#### Trabalho a fazer
1. Verifique se as afirmações a seguir concordam com o texto sobre a formação de líderes e responda sim ou não para cada uma, citando literalmente as palavras do texto que decidem. (a) Quem escreve acabou de preencher um formulário de recomendação para uma organização evangélica. (b) O que mais incomodou quem escreve foi o exercício de "bola de cristal". (c) Segundo o texto, os números contam toda a história.
2. Reescreva apenas as linhas da listagem entre a que contém "look for nightstand" e a que contém "[57,400,102,461]", inclusive, mantendo os pedidos e deslocando em 117 cada número das coordenadas nas respostas. Deixe as imagens de fora.

#### Trecho do documento
----

Para que formamos líderes? Acabo de preencher um formulário de
recomendação para uma organização evangélica que respeito muito. Para
minha surpresa, havia duas perguntas ao final acerca do suposto futuro
potencial do candidato para “impactar a igreja global e a sua missão”.
Desconcertado, hesitei em como responder. Não foi o exercício de “bola
de cristal” que mais me incomodou. Foram as possíveis premissas por trás
das perguntas que me fizeram duvidar dessa abordagem. Registro minhas
dúvidas e preocupações em algumas breves considerações abaixo. Pense
comigo.
Como meço impacto no reino de Deus?
Talvez
alguém imagine mencionar as pessoas convertidas, o número de
discípulos, a quantidade de leitores de um livro, a multidão alcançada
pela mensagem pregada na igreja ou através da web, etc. Ainda assim,
seria mesmo possível dizer que os números medem o impacto no Reino?
Às
vezes vemos alguém realizando um ministério como se deve, inclusive
podendo ser o melhor possível num determinado contexto. Mesmo assim
talvez não consiga ver aparentes bons resultados vindos de seu esforço.
Por outro lado, e isso é uma tragédia, é possível fazer algo de uma
maneira errada, inclusive biblicamente falando, e ainda assim ver
grandes números ou “resultados” desse tipo de trabalho.
Portanto,
o meu ponto é: os números (ou os resultados) não nos contam toda a
história. Temos de ser capazes de ler os números, interpretá-los, para
que não sejamos levados por uma ideologia dentro da ênfase sobre os
números. De certa forma, somos chamados a sermos fiéis, e não a sermos
"bem sucedidos", sem nem bem saber o que essa última expressão
significa.
Se não posso “medir” o impacto do trabalho de alguém
no reino, mais difícil ainda seria prever o potencial e o impacto futuro
da obra de alguém. De todo modo, preocupar-me com esse futuro traz suas
próprias armadilhas. Isso porque eu não invisto minha vida em alguém
para que ele ou ela venham a ser “grandes”, reconhecidos, mas para que
sejam fiéis e instrumentos preciosos nas mãos de Deus. Só isso. Tudo
isso.

----

#### Material de entrada

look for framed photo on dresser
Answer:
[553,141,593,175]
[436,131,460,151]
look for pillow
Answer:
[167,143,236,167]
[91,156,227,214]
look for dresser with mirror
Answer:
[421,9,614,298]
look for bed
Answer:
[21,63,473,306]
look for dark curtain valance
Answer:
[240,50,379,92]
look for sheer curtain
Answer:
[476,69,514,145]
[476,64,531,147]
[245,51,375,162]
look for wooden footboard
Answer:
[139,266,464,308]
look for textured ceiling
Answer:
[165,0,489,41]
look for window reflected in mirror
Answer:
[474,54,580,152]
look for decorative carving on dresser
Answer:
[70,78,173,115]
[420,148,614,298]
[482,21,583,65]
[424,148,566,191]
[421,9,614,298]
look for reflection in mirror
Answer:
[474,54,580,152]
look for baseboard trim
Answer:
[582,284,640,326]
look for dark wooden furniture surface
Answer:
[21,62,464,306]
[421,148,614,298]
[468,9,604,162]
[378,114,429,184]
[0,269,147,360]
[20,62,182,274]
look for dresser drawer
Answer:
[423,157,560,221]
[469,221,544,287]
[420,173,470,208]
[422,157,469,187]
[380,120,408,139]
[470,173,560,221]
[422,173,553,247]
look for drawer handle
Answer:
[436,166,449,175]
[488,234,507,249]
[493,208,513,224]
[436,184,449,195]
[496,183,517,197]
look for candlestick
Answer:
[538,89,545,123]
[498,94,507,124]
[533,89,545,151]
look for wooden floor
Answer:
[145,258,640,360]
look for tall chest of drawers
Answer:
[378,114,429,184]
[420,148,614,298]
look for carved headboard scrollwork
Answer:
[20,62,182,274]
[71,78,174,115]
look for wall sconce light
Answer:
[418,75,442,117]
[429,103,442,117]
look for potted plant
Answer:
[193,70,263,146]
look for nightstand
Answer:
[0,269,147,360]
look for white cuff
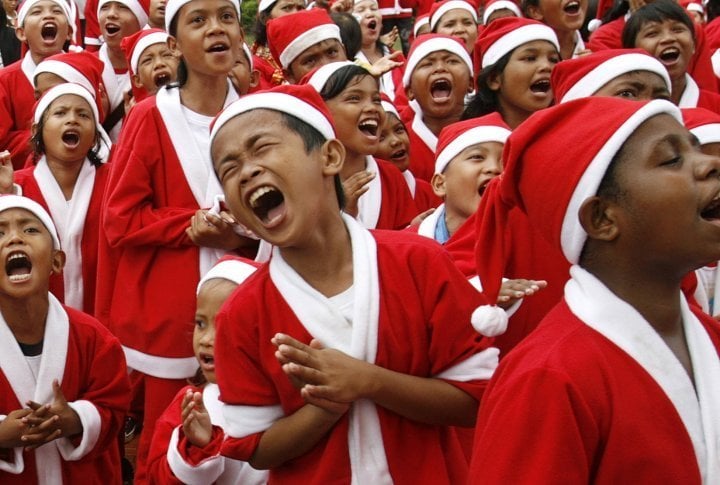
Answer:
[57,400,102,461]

----

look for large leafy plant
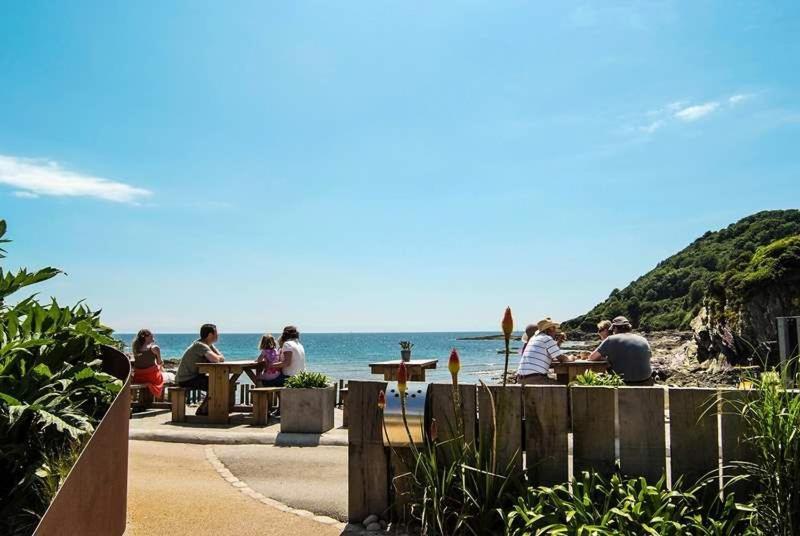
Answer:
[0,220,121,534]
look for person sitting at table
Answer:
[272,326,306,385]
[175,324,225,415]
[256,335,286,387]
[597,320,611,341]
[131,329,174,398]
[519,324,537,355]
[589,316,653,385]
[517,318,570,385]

----

#### Resultados em ordem
1.
(a) Sim: "Acabo de preencher um formulário de recomendação para uma organização evangélica que respeito muito."
(b) Não: "Não foi o exercício de “bola de cristal” que mais me incomodou."
(c) Não: "os números (ou os resultados) não nos contam toda a história."

2.
look for nightstand
Answer:
[117,386,264,477]
look for white cuff
Answer:
[174,517,219,578]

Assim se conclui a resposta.